WHAT YOU HAVE TO DO =>
Rewrite the model-preparation passage between "As a final step" and "dataset is non-elections.", inclusive, with "testing data" changed to "test data".

#### DOCUMENT EXCERPT

As a refresher, we are making predictions on the follow columns:

batter_df.columns

Index(['voting_year', 'year_on_ballot', 'ly_votes_pct', 'b_war', 'b_h', 'b_hr',
       'b_sb', 'b_bb', 'b_so', 'b_batting_avg', 'b_onbase_plus_slugging_plus',
       'b_home_run_perc', 'b_strikeout_perc', 'b_base_on_balls_perc',
       'b_cwpa_bat', 'b_baseout_runs', 'mvps', 'gold_gloves', 'batting_titles',
       'all_stars', 'G_p_app', 'G_c', 'G_1b', 'G_2b', 'G_3b', 'G_ss',
       'G_lf_app', 'G_cf_app', 'G_rf_app', 'G_dh'],
      dtype='object')

Before we make predictions, we process our data once more with the methods described in the unsupervised learning section. This includes reducing dimensionality with PCA, and scaling all data with a standard scaler.

# Preprocess the data with PCA and a standard scaler
scaler = StandardScaler()
scaled_data = scaler.fit_transform(batter_df)

# We keep 95% of the variance in our PCA decomposition
pca = PCA(n_components=.95)
decomposed_data = pca.fit_transform(scaled_data)

print(f'The processed dataframe now had the shape {decomposed_data.shape}')

The processed dataframe now had the shape (3108, 20)

As a final step before training models and making predictions, we split our data into two categories: training data and testing data. We do this so that we can ensure our models adapt well to unseen data in the future. After splitting our data into these two groups, we will train the models on the training data, before feeding it the ‘unseen’ testing data to make predictions on. These blind test results will give us the best understanding of how our model adapts to data in the future. While splitting the data, we also ensure that the proportion of succesfull elections is similar across the two splits, as the majority of our dataset is non-elections.

Within this training data, we also undertake one further step that allows us to tweak our model in ways that optimize it. When training each model, we utilize a technique called cross-validation. This process splits the training data into a predefined number (k) sets, before training the model on all but each set k times, and validating the score on each ‘unseen’ final set. This allowed to train each model with different inputs (like the number of neighbors), without breaking into our final testing data!

########
#### GIVEN MATERIAL

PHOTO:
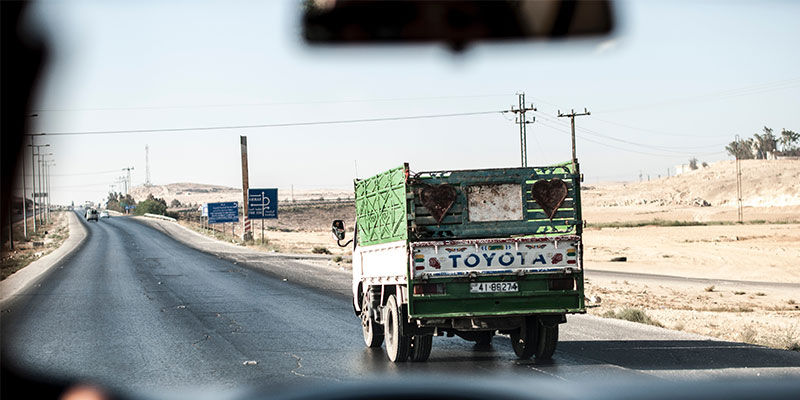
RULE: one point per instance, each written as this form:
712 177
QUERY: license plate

########

RESPONSE TO THE EXERCISE =>
As a final step before training models and making predictions, we split our data into two categories: training data and test data. We do this so that we can ensure our models adapt well to unseen data in the future. After splitting our data into these two groups, we will train the models on the training data, before feeding it the ‘unseen’ test data to make predictions on. These blind test results will give us the best understanding of how our model adapts to data in the future. While splitting the data, we also ensure that the proportion of succesfull elections is similar across the two splits, as the majority of our dataset is non-elections.